#### [Exercise brief]
Locate each line of the records that contains the string "help", matching case exactly, and copy those lines out.

--- START OF Data provided ---

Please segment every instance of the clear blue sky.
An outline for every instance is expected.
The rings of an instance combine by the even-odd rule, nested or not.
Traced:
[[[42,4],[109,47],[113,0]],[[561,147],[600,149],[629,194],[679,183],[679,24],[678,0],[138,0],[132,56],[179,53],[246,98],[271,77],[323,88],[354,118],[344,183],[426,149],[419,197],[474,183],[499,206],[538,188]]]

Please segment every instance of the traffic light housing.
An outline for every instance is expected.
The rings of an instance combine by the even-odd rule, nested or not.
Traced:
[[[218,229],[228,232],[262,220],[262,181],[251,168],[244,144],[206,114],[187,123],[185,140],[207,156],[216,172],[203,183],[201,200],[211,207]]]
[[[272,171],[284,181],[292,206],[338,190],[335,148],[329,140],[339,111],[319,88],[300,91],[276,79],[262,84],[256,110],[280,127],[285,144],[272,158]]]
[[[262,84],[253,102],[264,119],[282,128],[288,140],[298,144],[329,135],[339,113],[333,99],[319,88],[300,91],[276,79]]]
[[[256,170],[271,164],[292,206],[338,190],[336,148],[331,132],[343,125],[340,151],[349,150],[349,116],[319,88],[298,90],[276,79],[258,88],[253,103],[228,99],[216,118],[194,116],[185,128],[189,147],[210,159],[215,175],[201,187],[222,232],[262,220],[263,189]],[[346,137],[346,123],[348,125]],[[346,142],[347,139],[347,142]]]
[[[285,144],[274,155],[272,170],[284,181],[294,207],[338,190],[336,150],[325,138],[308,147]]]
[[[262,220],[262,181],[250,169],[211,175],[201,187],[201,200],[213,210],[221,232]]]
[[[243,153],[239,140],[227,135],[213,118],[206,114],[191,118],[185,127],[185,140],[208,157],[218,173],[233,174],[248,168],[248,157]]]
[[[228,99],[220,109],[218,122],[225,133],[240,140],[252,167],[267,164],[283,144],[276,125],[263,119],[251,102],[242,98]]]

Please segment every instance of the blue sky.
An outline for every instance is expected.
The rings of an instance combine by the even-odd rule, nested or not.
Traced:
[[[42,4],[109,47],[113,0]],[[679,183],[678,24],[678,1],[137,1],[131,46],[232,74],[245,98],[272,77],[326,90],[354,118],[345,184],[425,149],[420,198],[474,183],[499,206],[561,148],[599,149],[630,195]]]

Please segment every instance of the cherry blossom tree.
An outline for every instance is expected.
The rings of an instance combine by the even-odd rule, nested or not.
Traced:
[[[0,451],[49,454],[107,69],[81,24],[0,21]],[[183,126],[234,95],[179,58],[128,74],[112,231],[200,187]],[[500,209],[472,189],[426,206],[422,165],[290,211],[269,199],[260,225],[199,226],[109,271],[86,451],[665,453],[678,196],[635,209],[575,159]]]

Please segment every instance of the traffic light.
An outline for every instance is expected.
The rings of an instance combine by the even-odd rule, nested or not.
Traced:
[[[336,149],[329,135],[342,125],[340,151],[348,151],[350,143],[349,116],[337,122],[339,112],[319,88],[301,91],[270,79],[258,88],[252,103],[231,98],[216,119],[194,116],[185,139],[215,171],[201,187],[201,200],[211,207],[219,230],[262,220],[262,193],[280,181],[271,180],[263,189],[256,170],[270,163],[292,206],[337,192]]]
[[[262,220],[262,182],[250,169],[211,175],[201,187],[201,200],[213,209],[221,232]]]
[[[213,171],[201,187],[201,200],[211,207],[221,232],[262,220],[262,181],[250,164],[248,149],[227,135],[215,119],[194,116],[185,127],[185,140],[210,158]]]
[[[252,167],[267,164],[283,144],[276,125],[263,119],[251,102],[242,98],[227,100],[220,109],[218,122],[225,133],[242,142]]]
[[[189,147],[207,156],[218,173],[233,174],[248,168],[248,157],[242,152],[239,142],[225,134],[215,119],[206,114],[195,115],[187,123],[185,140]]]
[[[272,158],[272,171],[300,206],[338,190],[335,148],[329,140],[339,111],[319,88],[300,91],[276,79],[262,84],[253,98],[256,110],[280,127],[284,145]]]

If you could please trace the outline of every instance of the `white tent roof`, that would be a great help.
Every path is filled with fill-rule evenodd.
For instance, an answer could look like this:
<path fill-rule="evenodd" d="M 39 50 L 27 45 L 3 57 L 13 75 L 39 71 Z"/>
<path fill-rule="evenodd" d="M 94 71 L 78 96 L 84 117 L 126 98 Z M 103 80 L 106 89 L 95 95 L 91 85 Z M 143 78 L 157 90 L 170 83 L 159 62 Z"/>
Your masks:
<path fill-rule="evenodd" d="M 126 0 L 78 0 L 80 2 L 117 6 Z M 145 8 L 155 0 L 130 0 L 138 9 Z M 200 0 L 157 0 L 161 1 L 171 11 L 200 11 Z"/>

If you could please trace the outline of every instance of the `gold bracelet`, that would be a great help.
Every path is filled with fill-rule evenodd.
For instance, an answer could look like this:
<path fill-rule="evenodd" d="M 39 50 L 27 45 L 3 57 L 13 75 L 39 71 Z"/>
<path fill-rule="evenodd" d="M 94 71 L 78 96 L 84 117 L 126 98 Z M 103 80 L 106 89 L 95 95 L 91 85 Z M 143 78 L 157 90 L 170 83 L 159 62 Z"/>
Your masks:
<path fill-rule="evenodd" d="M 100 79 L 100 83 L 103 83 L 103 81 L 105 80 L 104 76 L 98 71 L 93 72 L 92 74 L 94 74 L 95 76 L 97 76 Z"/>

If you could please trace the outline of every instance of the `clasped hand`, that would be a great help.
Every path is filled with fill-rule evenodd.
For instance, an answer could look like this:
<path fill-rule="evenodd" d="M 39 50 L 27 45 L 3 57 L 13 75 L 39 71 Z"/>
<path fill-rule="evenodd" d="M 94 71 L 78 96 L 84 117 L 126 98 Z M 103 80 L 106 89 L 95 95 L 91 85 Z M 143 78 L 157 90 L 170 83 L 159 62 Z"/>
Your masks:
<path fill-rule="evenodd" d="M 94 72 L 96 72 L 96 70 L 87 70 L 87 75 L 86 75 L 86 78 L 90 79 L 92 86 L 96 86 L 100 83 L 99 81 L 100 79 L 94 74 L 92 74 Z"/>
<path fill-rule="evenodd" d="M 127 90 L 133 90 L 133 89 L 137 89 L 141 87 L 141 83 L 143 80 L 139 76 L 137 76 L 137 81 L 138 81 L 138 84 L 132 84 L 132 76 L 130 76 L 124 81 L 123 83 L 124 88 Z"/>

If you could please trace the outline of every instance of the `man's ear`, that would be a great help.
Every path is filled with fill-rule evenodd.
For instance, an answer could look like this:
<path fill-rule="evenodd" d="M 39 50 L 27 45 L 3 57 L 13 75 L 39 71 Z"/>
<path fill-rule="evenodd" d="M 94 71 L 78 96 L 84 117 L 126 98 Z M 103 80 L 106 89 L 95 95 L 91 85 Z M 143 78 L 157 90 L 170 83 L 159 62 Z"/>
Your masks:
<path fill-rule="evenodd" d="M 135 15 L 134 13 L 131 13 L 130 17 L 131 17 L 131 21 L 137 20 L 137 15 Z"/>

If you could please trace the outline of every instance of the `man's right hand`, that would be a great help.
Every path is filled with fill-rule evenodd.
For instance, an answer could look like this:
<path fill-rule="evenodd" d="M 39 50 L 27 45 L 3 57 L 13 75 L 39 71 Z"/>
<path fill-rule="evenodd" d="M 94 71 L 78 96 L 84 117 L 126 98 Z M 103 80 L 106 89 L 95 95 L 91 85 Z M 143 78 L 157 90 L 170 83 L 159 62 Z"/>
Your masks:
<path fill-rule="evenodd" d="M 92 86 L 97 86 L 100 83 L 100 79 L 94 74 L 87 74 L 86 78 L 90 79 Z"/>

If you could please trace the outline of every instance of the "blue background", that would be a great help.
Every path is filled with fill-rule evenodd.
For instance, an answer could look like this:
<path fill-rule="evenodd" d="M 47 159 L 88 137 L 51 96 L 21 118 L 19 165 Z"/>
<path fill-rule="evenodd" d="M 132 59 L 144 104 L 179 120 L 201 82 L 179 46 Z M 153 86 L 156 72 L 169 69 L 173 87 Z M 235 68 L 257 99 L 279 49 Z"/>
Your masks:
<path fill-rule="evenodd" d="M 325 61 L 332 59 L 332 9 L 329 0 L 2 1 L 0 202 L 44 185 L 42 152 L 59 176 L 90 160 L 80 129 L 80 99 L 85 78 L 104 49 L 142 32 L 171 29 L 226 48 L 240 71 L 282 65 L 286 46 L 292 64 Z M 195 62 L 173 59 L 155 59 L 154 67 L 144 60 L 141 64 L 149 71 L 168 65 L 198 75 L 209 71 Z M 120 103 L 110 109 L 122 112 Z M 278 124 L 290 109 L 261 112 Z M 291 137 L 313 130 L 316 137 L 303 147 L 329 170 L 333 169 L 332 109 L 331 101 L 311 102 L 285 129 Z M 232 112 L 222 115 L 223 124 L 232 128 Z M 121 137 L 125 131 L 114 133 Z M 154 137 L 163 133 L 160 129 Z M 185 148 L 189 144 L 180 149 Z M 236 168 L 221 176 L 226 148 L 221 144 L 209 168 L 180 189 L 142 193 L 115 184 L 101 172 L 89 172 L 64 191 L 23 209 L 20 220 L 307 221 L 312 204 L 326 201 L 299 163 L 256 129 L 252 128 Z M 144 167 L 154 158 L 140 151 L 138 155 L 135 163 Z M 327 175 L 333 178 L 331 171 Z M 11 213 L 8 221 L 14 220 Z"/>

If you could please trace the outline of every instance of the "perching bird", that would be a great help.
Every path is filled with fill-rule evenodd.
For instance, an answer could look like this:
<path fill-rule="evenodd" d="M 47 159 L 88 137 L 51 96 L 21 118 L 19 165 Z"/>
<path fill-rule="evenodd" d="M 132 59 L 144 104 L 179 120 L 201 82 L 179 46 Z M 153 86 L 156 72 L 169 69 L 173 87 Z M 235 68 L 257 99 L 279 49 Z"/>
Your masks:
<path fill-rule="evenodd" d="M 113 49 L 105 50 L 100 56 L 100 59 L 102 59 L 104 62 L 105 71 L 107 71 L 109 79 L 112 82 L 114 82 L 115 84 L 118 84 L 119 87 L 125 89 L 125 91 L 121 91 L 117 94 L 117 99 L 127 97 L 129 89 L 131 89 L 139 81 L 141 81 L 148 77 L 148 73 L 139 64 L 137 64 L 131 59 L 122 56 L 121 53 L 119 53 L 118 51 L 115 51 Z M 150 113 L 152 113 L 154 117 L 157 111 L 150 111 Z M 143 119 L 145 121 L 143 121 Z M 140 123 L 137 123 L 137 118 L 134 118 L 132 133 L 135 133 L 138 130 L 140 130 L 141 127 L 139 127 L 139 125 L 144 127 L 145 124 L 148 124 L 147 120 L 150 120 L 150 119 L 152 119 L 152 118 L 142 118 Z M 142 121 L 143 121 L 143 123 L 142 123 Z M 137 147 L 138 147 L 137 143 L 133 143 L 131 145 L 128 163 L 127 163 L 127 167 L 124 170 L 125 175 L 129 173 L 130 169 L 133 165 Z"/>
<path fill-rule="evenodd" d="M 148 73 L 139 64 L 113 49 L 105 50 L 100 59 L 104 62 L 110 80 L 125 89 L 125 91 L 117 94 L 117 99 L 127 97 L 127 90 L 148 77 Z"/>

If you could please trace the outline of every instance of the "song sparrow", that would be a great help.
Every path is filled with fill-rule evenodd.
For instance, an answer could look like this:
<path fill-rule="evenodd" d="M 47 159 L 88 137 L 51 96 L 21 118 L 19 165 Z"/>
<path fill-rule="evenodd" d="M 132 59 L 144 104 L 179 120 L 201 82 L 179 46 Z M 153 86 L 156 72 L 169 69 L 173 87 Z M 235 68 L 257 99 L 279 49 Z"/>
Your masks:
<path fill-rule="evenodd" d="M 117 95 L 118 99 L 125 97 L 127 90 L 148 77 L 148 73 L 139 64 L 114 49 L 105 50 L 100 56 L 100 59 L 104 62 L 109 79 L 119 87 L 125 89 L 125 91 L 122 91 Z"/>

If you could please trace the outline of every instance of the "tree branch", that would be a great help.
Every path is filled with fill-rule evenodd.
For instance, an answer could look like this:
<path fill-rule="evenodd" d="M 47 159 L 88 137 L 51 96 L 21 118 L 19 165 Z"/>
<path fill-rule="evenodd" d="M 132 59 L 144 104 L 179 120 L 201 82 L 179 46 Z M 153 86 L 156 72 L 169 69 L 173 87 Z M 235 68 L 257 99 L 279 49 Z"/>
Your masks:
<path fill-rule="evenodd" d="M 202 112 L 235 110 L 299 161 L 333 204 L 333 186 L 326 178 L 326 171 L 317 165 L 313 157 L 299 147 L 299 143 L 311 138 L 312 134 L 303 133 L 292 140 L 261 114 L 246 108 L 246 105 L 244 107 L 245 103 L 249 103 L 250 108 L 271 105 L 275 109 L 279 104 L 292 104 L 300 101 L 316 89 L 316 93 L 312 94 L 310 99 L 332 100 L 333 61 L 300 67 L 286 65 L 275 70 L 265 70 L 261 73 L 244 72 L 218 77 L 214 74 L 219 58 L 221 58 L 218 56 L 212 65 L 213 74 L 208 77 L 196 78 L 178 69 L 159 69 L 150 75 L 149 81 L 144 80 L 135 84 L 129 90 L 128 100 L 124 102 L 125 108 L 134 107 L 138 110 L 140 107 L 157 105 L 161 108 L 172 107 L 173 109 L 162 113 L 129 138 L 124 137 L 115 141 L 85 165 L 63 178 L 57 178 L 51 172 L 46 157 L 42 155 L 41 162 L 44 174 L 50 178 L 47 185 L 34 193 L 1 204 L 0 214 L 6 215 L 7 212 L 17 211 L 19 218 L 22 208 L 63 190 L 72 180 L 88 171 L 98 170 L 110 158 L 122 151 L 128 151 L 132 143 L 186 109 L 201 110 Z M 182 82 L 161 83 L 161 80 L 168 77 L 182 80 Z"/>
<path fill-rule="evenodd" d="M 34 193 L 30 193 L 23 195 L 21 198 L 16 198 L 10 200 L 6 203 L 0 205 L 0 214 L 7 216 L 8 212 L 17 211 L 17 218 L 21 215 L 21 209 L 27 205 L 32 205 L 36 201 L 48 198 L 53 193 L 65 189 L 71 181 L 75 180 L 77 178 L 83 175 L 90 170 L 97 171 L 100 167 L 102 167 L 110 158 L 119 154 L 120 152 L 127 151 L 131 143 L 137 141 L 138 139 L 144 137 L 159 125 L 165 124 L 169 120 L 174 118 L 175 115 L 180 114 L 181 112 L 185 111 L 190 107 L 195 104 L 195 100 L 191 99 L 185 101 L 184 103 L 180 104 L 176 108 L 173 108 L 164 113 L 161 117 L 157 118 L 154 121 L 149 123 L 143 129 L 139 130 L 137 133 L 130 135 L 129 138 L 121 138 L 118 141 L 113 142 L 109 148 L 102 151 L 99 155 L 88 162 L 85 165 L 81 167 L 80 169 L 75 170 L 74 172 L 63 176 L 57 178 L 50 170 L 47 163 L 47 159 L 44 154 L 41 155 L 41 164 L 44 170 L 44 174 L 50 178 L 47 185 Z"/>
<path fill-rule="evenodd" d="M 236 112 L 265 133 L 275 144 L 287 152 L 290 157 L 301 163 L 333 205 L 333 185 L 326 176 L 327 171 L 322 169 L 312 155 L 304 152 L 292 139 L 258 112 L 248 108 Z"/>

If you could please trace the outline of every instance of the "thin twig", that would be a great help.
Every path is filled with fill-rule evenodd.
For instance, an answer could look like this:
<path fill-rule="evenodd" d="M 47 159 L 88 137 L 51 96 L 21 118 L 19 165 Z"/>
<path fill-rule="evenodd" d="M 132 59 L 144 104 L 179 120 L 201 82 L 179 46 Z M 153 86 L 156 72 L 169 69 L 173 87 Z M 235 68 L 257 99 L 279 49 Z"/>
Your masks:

--- END OF Data provided ---

#### [Response to this exercise]
If you could please trace the outline of every instance of the `white tent roof`, that would be a great help.
If you could please trace the outline of every instance of the `gold bracelet`, that would be a great help.
If you could please trace the outline of every instance of the `clasped hand`, that would be a great help.
If you could please trace the outline of every instance of the `man's ear`, that would be a great help.
If you could please trace the outline of every instance of the `man's right hand`, that would be a great help.
If you could please trace the outline of every instance of the "blue background", that would be a great help.
If you could please trace the outline of every instance of the "perching bird", that would be a great help.
If you could please trace the outline of every instance of the "song sparrow", that would be a great help.
If you could please trace the outline of every instance of the "tree branch", that would be a great help.
If you could please trace the outline of every instance of the "thin twig", that would be a great help.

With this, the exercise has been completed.